= Ramziya al-Iryani =

Yemeni novelist and diplomat

Ramziya Abbas Al-Eryani (رمزية عباس الإرياني) or al-Iryani (1954 – November 14, 2013) was a Yemeni novelist, writer, diplomat, and feminist. She was also the niece of the former president Abdul Rahman al-Eryani.

== Biography ==
She was born in the village of Eryan in the Ibb Governorate, went to secondary school in Taiz and then studied philosophy at Cairo University earning a bachelor's degree in 1977. She also had a master's degree in Arabic literature. In 1980 she became the first female diplomat to join the Yemeni diplomatic corps. She was head of the Yemeni Women's Union (YWU) and was a board member of the Arab Family Organization. In her political work, she was a tireless supporter of feminism in Yemen and encouraged women to run for political office. In 2012, at the International Women's Day celebration, she gave a keynote speech as the director of YWU. Al-Eryani died in 2013 in Berlin during surgery; her body was returned to Sana'a and interred in al-Rahma cemetery. Al-Eryani was married to Ambassador Abdulmalik Al-Eryani and had four children, Al Azd, Mai, Maisoon, and Aiman.

== Writing ==
Al-Eryani started publishing when still in her teens. Her novel Ḍaḥīyat al-Jashaʿ (The Victim of Greed), published in 1970, is considered to be the first novel by a Yemeni woman. Her first book of short stories La'allahu ya'ud (Maybe He'll Return) was published from Damascus in 1981. Since then, she wrote several more volumes of fiction as well as several children's books. She had also written a book on Yemeni women pioneers called Raidat Yemeniyat (1990). Al-Eryani's short stories have appeared in English translation in an anthology of Arab women writers.

Al-Eryani's writing addresses gender issues in a predominantly patriarchal, Islamic society. She also writes about the importance of education for women in an Arab society. Other themes in her work include Yemeni political struggles of the day.

(RECORDS):
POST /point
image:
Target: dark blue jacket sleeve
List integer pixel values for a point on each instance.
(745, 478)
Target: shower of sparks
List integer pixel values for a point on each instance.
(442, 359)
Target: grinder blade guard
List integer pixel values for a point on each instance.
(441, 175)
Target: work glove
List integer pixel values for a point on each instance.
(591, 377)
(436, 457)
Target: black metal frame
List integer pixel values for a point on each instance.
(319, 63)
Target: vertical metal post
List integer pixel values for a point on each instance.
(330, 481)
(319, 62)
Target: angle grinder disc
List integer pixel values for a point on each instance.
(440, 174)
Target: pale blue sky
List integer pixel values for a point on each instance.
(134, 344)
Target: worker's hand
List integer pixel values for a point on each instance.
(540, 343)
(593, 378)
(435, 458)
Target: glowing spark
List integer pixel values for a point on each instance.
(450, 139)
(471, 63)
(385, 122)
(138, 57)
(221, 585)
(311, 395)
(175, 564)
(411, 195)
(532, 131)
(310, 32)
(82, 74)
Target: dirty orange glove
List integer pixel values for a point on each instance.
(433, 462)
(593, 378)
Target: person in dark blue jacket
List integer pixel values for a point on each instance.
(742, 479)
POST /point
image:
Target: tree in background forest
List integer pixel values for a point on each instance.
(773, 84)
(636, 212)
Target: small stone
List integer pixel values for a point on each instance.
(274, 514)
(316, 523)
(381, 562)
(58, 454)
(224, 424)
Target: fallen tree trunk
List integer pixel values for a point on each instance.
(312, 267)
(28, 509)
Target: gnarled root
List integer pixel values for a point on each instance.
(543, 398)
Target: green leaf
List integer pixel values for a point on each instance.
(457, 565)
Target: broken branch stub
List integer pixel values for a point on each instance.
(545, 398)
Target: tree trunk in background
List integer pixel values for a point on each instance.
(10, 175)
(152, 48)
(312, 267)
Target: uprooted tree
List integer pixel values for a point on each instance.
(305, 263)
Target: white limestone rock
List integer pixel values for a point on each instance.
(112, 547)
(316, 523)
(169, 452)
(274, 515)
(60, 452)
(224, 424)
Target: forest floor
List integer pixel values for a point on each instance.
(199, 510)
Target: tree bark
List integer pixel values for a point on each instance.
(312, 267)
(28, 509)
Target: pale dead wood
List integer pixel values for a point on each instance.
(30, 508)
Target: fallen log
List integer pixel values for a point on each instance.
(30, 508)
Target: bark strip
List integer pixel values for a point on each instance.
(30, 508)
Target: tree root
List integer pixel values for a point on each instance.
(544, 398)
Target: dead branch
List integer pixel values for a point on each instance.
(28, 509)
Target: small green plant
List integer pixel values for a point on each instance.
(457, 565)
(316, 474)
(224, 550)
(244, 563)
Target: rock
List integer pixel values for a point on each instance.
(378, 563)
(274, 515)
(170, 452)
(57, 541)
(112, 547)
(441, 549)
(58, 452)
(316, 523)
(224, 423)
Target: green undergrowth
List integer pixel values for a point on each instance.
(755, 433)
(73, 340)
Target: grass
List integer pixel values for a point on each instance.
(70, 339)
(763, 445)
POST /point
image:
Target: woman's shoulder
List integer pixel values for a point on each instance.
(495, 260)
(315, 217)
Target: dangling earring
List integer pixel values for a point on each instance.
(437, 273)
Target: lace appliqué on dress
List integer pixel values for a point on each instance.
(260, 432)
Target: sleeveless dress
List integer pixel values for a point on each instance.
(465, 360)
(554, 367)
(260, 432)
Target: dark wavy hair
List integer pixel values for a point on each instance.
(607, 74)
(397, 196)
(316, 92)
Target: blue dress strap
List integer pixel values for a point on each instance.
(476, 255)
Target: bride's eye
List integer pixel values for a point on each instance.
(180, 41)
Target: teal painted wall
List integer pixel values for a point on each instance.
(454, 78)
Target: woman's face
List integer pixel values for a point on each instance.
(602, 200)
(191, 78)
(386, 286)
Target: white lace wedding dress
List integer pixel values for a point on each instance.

(TO DO):
a: List the names of al-Iryani's four children as the biography of Ramziya al-Iryani gives them.
b: From the biography of Ramziya al-Iryani, render this sentence in Spanish: "In 1980 she became the first female diplomat to join the Yemeni diplomatic corps."
c: Reproduce word for word the passage of the biography of Ramziya al-Iryani that runs from "Ramziya Abbas Al-Eryani" up to and including "Abdul Rahman al-Eryani.".

(ANSWERS TO THIS EXERCISE):
a: Al Azd, Mai, Maisoon, Aiman

b: En 1980 se convirtió en la primera mujer diplomática en incorporarse al cuerpo diplomático yemení.

c:
Ramziya Abbas Al-Eryani (رمزية عباس الإرياني) or al-Iryani (1954 – November 14, 2013) was a Yemeni novelist, writer, diplomat, and feminist. She was also the niece of the former president Abdul Rahman al-Eryani.